● **WHAT THIS TASK INVOLVES**: Print the entries below in their entirety, exactly as they are written.

INPUT MATERIAL START

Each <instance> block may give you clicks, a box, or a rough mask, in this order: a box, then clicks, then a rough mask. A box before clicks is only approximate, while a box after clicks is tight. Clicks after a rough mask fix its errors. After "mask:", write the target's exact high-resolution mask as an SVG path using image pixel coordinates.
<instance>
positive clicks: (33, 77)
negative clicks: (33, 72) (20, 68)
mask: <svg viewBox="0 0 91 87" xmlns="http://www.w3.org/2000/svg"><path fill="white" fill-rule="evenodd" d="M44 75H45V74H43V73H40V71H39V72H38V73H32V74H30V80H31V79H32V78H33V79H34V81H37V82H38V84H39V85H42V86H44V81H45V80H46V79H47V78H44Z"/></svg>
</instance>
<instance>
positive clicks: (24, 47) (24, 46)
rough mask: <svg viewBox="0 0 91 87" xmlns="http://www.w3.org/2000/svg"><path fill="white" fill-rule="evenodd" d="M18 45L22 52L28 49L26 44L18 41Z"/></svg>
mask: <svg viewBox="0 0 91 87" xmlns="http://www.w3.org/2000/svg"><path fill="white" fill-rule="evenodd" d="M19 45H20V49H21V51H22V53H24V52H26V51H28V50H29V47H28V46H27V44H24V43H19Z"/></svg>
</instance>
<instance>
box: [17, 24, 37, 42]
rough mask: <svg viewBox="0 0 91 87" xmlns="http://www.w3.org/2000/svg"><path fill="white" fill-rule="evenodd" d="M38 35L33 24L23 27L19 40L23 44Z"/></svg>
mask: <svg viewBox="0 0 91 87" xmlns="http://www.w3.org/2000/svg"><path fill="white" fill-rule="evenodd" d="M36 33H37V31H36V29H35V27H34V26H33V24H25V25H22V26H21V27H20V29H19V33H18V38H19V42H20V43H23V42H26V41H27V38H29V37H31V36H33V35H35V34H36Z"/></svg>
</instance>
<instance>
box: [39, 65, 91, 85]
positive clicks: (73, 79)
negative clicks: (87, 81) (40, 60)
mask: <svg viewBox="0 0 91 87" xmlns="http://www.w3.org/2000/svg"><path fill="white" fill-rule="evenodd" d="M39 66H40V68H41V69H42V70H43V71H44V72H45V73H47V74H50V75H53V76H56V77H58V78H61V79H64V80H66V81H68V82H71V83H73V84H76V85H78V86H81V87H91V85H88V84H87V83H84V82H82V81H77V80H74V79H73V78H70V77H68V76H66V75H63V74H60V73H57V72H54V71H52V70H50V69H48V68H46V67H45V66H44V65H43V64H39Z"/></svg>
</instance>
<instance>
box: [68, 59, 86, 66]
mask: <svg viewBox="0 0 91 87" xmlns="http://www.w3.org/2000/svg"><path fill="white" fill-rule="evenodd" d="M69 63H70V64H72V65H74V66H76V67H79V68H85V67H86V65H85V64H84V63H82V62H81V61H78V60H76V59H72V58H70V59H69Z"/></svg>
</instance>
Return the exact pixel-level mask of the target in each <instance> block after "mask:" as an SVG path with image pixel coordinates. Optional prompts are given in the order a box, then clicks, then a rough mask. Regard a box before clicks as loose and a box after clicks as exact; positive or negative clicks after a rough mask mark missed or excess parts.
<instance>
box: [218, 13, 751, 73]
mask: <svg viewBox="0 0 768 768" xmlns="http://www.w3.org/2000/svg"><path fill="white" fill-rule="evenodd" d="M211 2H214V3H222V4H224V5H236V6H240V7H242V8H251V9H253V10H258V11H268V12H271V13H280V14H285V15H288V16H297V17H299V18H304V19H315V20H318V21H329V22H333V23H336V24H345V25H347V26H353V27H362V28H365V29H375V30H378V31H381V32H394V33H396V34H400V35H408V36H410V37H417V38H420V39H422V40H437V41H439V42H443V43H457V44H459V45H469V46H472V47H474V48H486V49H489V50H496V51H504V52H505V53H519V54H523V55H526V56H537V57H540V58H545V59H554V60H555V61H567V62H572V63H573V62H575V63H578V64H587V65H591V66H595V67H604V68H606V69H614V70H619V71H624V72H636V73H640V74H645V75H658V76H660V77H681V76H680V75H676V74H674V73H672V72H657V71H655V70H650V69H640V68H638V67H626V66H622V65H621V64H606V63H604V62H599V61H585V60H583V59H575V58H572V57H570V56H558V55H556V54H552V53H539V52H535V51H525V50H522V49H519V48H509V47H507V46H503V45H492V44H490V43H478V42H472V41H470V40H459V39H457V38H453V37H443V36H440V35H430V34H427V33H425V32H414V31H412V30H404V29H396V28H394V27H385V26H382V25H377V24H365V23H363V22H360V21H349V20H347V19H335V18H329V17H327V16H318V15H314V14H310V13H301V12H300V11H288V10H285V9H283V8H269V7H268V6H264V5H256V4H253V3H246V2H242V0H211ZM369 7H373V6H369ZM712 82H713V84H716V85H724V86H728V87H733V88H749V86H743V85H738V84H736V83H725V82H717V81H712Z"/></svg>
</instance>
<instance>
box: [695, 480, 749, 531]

INPUT MATERIAL END

● **YOUR RESPONSE**:
Each <instance> block may give you clicks, a box, or a rough mask, in this order: a box, then clicks, then a rough mask. A box before clicks is only approximate, while a box after clicks is tight. Clicks after a rough mask fix its errors. After "mask:", write the target's exact high-resolution mask as an SVG path using image pixel coordinates.
<instance>
positive clicks: (33, 77)
negative clicks: (33, 72) (20, 68)
mask: <svg viewBox="0 0 91 87" xmlns="http://www.w3.org/2000/svg"><path fill="white" fill-rule="evenodd" d="M44 75H45V74H43V73H40V71H39V72H38V73H32V74H30V80H31V79H32V78H33V79H34V81H37V82H38V84H39V85H42V86H44V81H45V80H46V79H47V78H44Z"/></svg>
</instance>
<instance>
positive clicks: (24, 47) (24, 46)
rough mask: <svg viewBox="0 0 91 87" xmlns="http://www.w3.org/2000/svg"><path fill="white" fill-rule="evenodd" d="M18 45L22 52L28 49L26 44L18 41Z"/></svg>
mask: <svg viewBox="0 0 91 87" xmlns="http://www.w3.org/2000/svg"><path fill="white" fill-rule="evenodd" d="M19 45H20V49H21V51H22V53H24V52H26V51H28V50H29V47H28V46H27V44H24V43H19Z"/></svg>
</instance>
<instance>
box: [17, 24, 37, 42]
rough mask: <svg viewBox="0 0 91 87" xmlns="http://www.w3.org/2000/svg"><path fill="white" fill-rule="evenodd" d="M38 35L33 24L23 27L19 40L23 44Z"/></svg>
mask: <svg viewBox="0 0 91 87" xmlns="http://www.w3.org/2000/svg"><path fill="white" fill-rule="evenodd" d="M36 33H37V31H36V29H35V27H34V26H33V24H25V25H22V26H21V27H20V29H19V33H18V38H19V42H20V43H23V42H26V41H27V38H29V37H31V36H33V35H35V34H36Z"/></svg>
</instance>
<instance>
box: [39, 65, 91, 85]
positive clicks: (73, 79)
negative clicks: (87, 81) (40, 60)
mask: <svg viewBox="0 0 91 87" xmlns="http://www.w3.org/2000/svg"><path fill="white" fill-rule="evenodd" d="M39 66H40V68H41V69H42V70H43V71H44V72H45V73H47V74H50V75H53V76H56V77H58V78H61V79H64V80H66V81H68V82H71V83H73V84H76V85H78V86H81V87H91V85H88V84H87V83H84V82H82V81H77V80H74V79H73V78H70V77H68V76H66V75H63V74H60V73H57V72H54V71H52V70H50V69H48V68H46V67H45V66H44V65H43V64H39Z"/></svg>
</instance>
<instance>
box: [68, 59, 86, 66]
mask: <svg viewBox="0 0 91 87" xmlns="http://www.w3.org/2000/svg"><path fill="white" fill-rule="evenodd" d="M69 63H70V64H72V65H74V66H76V67H79V68H85V67H86V65H85V64H84V63H82V62H81V61H78V60H76V59H72V58H70V59H69Z"/></svg>
</instance>
Return the exact pixel-level mask of the target in each <instance> block after "mask:" as an SVG path with image pixel coordinates. Optional prompts are given in the order a box, then clicks, then a rough mask. Regard a box before clicks as loose and a box after clicks as exact; positive or negative clicks after a rough mask mark missed or excess parts.
<instance>
box: [218, 13, 751, 73]
mask: <svg viewBox="0 0 768 768" xmlns="http://www.w3.org/2000/svg"><path fill="white" fill-rule="evenodd" d="M211 2H214V3H222V4H224V5H236V6H240V7H242V8H251V9H253V10H258V11H268V12H271V13H280V14H285V15H288V16H297V17H299V18H304V19H315V20H318V21H329V22H333V23H336V24H345V25H347V26H353V27H362V28H365V29H375V30H378V31H381V32H394V33H396V34H400V35H408V36H410V37H417V38H420V39H422V40H437V41H439V42H443V43H457V44H459V45H469V46H472V47H474V48H486V49H489V50H496V51H504V52H505V53H519V54H523V55H526V56H537V57H540V58H545V59H554V60H555V61H567V62H572V63H573V62H575V63H578V64H587V65H591V66H595V67H604V68H606V69H614V70H619V71H624V72H636V73H640V74H645V75H658V76H660V77H681V76H680V75H676V74H674V73H672V72H657V71H655V70H650V69H640V68H638V67H626V66H622V65H621V64H606V63H604V62H599V61H585V60H583V59H575V58H572V57H570V56H558V55H556V54H552V53H539V52H535V51H525V50H522V49H519V48H509V47H507V46H503V45H492V44H490V43H478V42H472V41H470V40H459V39H457V38H453V37H443V36H440V35H430V34H427V33H425V32H414V31H412V30H404V29H396V28H394V27H385V26H382V25H377V24H365V23H363V22H360V21H349V20H347V19H335V18H329V17H327V16H318V15H314V14H310V13H301V12H300V11H288V10H285V9H283V8H269V7H268V6H264V5H256V4H253V3H246V2H242V0H211ZM369 7H373V6H369ZM712 82H713V84H716V85H724V86H728V87H733V88H749V86H743V85H738V84H736V83H725V82H717V81H712Z"/></svg>
</instance>
<instance>
box: [695, 480, 749, 531]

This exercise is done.